> **Task statement**
Omit every picture, then return each line of the data below exactly.

> **Excerpted data**
• • • •

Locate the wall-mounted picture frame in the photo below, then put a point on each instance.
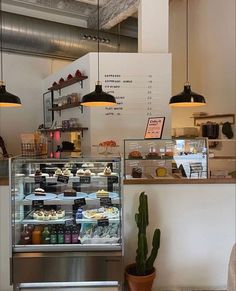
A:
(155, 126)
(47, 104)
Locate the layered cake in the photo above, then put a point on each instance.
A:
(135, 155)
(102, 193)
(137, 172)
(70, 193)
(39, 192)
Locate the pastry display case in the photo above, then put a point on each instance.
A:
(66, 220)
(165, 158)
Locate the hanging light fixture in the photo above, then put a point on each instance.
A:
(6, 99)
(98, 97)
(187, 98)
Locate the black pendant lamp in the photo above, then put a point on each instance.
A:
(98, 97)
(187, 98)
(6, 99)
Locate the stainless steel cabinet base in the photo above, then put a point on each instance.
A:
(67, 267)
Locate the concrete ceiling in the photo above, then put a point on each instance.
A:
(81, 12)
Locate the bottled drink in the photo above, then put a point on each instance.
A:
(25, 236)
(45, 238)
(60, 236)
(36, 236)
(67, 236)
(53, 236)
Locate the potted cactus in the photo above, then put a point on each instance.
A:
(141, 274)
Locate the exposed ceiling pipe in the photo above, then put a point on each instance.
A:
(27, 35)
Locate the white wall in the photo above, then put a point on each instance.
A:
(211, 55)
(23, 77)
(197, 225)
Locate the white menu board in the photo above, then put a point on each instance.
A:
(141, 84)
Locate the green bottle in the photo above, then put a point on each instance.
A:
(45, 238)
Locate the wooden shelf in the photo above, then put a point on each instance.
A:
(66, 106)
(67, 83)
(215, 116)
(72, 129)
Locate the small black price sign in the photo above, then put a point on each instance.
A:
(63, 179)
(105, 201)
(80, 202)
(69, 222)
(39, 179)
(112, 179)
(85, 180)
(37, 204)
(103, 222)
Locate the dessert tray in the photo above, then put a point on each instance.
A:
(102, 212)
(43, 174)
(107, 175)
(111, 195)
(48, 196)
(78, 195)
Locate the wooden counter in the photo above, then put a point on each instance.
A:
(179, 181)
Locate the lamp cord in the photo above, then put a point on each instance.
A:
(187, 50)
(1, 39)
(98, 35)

• • • •

> **Finished exercise**
Locate the wall-mounted picture frame in the photo below, then put a point on each instance.
A:
(155, 126)
(47, 104)
Locate the layered cake in the photo above, then put a point on each instance.
A:
(135, 155)
(102, 193)
(137, 172)
(70, 193)
(39, 192)
Locate the pastry display case in the photo above, then put a point on each instance.
A:
(66, 220)
(165, 158)
Locate the hanging light fixture in the photo above, then put a point on each instance.
A:
(6, 99)
(98, 97)
(187, 98)
Locate the black pendant lamp in the photo above, then put a point on each instance.
A:
(98, 97)
(187, 98)
(6, 99)
Locate the stainless steel cabinet base in the photo above, then put a point on each instance.
A:
(67, 267)
Locate the concrete ceiling in the photo above, then put a point on each instance.
A:
(81, 12)
Locate the bottled drink in the photo above, then put a point on each instance.
A:
(25, 236)
(45, 238)
(60, 236)
(36, 236)
(67, 236)
(53, 236)
Locate the potted cactus in the photo above, then put a point on each instance.
A:
(141, 274)
Locate the exposed ceiling pipe in the photo above, then put a point on each instance.
A:
(27, 35)
Locate the white wall in the photo above, then put a point on each instance.
A:
(211, 55)
(23, 77)
(197, 225)
Locate the white menu board in the photo above, then put a point on each instance.
A:
(141, 84)
Locate the green bottle in the photo above, then put a point on each instance.
A:
(45, 238)
Locate the wooden shelf in the photo above, then put a point on each instance.
A:
(66, 106)
(67, 83)
(215, 116)
(72, 129)
Locate the small black price sign in the photo above, then put a point on each instance.
A:
(63, 179)
(105, 201)
(80, 202)
(69, 222)
(39, 179)
(112, 179)
(85, 180)
(37, 204)
(103, 222)
Locate the dessert tray in the photo above, then put a point on each instance.
A:
(102, 212)
(43, 174)
(107, 175)
(111, 195)
(48, 196)
(78, 195)
Locate the wooden counter in the photo above, then put a point on each instance.
A:
(179, 181)
Locate the lamp cord in the photo above, then put a point on each instance.
A:
(187, 50)
(1, 39)
(98, 35)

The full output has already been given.